=== FRAGMENT ŹRÓDŁOWY ===
Skocz do zawartości

Kobiety są głupie


Rekomendowane odpowiedzi

Jest druga w nocy a ja nie mogę spać, więc czemu by nie zrobić kolejnego ekstraktu z moich wspomnień i nie namieszać w forumowym światku?

 

Posłuchajcie tych historii, dziewczyny. Posłuchajcie i przemyślcie. Panowie również, chętnie usłyszę Wasze opinie - być może macie jakieś podobne przeżycia?

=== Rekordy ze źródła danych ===
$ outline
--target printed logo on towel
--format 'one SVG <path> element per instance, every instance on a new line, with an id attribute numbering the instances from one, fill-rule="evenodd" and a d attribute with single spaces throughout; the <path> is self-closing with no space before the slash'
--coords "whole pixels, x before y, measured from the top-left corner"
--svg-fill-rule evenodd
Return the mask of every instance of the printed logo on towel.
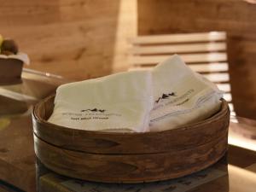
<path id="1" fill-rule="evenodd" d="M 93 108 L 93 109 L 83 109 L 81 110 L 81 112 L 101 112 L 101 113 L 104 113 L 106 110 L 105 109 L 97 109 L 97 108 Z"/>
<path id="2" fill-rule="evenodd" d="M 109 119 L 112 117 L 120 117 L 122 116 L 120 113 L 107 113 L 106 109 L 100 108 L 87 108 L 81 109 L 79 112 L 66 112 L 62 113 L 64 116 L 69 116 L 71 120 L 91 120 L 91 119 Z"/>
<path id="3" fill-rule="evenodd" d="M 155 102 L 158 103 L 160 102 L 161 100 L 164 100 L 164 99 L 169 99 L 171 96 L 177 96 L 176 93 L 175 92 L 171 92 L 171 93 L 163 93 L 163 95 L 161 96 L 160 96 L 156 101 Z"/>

=== ZADANIA DO WYKONANIA ===
• a. Czy te stwierdzenia zgadzają się z wpisem forumowym: (i) autor pisze w nocy, bo nie może spać; (ii) autor zwraca się wyłącznie do kobiet; (iii) historie, o których mowa, pochodzą ze wspomnień autora? Przy każdym odpowiedz „tak” lub „nie” i dosłownie przytocz rozstrzygające słowa wpisu.
• b. Jakie formy czasowników w drugiej osobie liczby mnogiej pojawiają się we wpisie forumowym? Wymień każdą formę jeden raz.
• c. Podejmij wątek wpisu forumowego i napisz jego dalszy ciąg, zaczynając po ostatnim zdaniu.

=== WYNIKI ĆWICZENIA ===
• a.
(i) Tak: „Jest druga w nocy a ja nie mogę spać”.
(ii) Nie: „Panowie również, chętnie usłyszę Wasze opinie”.
(iii) Tak: „kolejnego ekstraktu z moich wspomnień”.

• b. Posłuchajcie, przemyślcie, macie

• c.
Historia A: moja, powiedzmy, rówieśnica, kobieta nadzwyczajnie inteligentna i ogarnięta życiowo, a zarazem ładna (jak na swój wiek - nie jesteśmy młodzieniaszkami. Swoją drogą, natura to czasem straszna k*wa, dała jej w genach umysł i urodę, przynajmniej za jej młodzieńczych lat, 9/10). Nie dość że bystra i ładna, to do tego niewiarygodnie pewna siebie i twarda psychicznie. Idziemy sobie gdzieś tam kiedyś, nie wiem, spacerujemy czy coś. Dotarłszy do miejsca docelowego odpalamy gadkę i jej nawijam: czy Ty sobie zdajesz sprawę, że za Tobą się oglądają 10-15 lat młodsi faceci? Był to chyba jedyny moment, gdy widziałem ją zakłopotaną (ona generalnie nie ma w standardzie takiej funkcji). Z niepewnością odpowiedziała: nieeee-eee? Z niepewnością i niedowierzaniem.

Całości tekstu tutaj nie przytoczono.